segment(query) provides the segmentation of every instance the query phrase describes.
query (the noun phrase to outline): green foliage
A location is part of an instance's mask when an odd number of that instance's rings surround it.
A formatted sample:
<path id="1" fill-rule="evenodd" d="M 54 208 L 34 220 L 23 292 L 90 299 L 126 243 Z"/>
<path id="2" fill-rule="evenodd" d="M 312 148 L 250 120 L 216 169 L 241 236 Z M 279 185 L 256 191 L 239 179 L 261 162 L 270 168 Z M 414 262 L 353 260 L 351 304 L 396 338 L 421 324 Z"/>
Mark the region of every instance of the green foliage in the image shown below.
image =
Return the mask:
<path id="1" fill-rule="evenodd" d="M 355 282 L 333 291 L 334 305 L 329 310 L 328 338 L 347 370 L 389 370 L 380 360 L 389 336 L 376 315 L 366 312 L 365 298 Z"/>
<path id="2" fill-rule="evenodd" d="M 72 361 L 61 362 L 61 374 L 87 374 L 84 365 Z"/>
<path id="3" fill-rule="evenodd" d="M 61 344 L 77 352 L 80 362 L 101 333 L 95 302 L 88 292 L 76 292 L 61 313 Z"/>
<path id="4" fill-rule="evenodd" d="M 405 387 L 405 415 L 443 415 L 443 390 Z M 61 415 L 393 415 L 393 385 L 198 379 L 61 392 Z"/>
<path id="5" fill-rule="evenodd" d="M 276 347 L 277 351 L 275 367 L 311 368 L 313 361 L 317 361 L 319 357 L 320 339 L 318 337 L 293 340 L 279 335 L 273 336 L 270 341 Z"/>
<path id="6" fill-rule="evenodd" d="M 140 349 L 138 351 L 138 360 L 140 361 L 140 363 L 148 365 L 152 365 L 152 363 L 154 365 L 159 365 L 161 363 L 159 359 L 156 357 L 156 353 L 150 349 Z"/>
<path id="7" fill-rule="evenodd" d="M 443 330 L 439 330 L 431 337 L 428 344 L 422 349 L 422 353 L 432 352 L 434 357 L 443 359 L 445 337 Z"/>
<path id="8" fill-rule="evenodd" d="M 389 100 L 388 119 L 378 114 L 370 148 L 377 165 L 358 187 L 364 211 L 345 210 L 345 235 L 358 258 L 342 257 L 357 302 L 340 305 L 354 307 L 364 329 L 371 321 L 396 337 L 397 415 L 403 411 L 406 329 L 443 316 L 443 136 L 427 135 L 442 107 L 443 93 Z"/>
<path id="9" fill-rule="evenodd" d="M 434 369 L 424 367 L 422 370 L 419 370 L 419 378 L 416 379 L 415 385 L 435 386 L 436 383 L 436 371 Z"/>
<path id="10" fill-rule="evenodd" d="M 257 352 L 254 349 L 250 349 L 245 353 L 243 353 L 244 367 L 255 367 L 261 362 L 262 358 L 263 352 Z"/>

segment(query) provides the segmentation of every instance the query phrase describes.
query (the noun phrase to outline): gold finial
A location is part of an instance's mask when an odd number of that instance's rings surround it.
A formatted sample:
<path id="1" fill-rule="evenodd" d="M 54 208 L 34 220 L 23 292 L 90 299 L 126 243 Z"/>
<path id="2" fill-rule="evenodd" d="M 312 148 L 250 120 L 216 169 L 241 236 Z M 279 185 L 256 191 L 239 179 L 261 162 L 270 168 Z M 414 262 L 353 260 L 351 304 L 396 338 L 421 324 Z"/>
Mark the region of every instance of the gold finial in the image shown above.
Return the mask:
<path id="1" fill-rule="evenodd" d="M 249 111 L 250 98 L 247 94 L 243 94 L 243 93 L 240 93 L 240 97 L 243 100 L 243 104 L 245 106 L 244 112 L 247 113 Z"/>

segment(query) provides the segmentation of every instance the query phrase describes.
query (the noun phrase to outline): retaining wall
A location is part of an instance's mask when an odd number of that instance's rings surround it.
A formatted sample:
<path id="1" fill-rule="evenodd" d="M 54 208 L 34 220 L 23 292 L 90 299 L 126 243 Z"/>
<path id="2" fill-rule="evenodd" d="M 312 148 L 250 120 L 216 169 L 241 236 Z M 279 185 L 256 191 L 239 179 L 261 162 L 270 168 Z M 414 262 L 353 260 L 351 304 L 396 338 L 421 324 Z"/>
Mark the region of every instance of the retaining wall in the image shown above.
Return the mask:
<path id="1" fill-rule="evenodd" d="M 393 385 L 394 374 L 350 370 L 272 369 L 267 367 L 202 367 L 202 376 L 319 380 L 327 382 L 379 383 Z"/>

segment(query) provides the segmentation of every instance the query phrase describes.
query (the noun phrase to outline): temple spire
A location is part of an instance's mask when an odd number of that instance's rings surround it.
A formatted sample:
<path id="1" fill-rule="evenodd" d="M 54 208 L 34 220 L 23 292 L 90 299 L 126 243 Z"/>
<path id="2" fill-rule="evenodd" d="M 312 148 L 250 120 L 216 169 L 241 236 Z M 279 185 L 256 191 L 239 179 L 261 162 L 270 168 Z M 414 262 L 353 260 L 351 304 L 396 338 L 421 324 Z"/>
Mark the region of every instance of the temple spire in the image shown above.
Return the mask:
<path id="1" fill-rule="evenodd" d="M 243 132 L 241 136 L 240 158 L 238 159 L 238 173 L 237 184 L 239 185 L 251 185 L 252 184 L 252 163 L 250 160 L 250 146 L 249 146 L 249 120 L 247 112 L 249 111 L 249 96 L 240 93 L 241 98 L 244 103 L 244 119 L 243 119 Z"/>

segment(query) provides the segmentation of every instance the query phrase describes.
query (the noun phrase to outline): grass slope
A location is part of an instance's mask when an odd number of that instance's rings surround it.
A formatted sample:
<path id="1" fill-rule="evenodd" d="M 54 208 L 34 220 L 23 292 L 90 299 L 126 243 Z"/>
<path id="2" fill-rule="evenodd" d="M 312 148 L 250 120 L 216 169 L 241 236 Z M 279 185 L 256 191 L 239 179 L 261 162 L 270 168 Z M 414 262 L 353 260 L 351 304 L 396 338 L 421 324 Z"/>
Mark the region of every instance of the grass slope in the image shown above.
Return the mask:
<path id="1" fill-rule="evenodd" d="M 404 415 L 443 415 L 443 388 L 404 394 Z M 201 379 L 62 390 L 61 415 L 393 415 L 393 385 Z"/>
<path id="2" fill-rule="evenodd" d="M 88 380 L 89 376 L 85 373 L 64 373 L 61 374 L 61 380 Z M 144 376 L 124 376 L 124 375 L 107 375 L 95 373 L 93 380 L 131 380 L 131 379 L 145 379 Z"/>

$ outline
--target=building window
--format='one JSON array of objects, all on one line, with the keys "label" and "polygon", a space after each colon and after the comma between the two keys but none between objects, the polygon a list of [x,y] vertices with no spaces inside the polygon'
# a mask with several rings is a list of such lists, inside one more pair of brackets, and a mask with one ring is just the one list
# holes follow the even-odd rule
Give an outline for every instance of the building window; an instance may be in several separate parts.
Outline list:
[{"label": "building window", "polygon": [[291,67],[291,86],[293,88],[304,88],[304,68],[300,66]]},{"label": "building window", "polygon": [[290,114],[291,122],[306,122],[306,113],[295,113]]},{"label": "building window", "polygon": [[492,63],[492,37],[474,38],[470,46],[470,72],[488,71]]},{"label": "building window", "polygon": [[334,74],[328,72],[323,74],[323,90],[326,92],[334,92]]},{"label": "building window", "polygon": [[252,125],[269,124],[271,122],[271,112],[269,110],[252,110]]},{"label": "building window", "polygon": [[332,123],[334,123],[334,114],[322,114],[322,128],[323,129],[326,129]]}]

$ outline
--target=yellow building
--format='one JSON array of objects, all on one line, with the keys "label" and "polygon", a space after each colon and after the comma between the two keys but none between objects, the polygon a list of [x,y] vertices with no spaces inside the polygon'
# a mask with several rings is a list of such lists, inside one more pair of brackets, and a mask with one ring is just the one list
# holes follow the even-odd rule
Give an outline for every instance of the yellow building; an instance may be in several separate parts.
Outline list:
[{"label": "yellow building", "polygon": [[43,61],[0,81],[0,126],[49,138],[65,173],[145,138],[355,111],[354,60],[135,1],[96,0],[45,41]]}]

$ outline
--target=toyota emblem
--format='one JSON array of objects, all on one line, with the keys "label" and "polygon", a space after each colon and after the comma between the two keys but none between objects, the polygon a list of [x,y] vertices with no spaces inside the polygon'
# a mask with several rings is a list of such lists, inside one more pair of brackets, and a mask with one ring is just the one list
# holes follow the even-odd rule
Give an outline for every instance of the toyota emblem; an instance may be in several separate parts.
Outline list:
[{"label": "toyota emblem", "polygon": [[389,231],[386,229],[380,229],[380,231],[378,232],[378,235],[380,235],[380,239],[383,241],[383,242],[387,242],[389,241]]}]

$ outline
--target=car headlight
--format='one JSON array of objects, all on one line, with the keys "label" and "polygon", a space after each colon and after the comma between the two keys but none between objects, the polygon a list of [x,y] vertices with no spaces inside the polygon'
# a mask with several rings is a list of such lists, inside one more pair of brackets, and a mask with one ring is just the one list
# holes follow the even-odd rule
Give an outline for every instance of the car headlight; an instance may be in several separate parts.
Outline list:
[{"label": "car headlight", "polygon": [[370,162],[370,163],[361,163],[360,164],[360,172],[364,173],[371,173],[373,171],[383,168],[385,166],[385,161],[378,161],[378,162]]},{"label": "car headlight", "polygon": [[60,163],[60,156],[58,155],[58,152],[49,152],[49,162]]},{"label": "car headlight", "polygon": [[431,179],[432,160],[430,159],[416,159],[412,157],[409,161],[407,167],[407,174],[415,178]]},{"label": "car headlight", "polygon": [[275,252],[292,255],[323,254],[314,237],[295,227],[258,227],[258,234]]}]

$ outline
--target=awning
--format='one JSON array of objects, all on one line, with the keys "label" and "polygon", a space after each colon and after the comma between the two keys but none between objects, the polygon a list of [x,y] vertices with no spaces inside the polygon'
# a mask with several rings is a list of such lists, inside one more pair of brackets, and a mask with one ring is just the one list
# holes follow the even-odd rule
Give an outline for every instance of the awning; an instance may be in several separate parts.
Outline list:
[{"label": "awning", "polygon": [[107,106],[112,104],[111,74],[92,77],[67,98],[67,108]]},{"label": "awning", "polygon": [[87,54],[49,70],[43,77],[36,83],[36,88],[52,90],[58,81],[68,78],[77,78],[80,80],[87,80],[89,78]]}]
————————
* WHAT YOU SHOULD DO
Rewrite the lines from the start through the line containing "405 387 L 405", swapping "foliage" for "shrubbery" and leaving everything else unchanged.

* EXERCISE OUTPUT
segment(query) provides the segmentation of every instance the query phrase describes.
query (the noun phrase to outline): green shrubbery
A location is part of an instance's mask when an odd number of that instance's rings surround it.
A formatted sample:
<path id="1" fill-rule="evenodd" d="M 54 208 L 34 220 L 23 292 L 90 299 L 126 243 Z"/>
<path id="2" fill-rule="evenodd" d="M 312 148 L 250 120 L 216 169 L 241 236 Z M 279 185 L 256 191 L 239 179 L 261 162 L 270 168 Z M 414 262 L 353 260 L 351 304 L 396 338 L 421 324 Z"/>
Mark the region of every instance of the green shrubbery in the image shown below.
image =
Return the mask:
<path id="1" fill-rule="evenodd" d="M 355 282 L 333 291 L 334 305 L 329 310 L 328 338 L 347 370 L 389 370 L 380 360 L 389 336 L 376 315 L 366 312 L 365 298 Z"/>
<path id="2" fill-rule="evenodd" d="M 72 361 L 61 362 L 61 374 L 87 374 L 84 365 Z"/>
<path id="3" fill-rule="evenodd" d="M 61 344 L 77 352 L 80 362 L 101 333 L 95 302 L 88 292 L 76 292 L 61 313 Z"/>
<path id="4" fill-rule="evenodd" d="M 405 387 L 405 415 L 443 415 L 443 390 Z M 61 415 L 393 415 L 393 385 L 198 379 L 61 392 Z"/>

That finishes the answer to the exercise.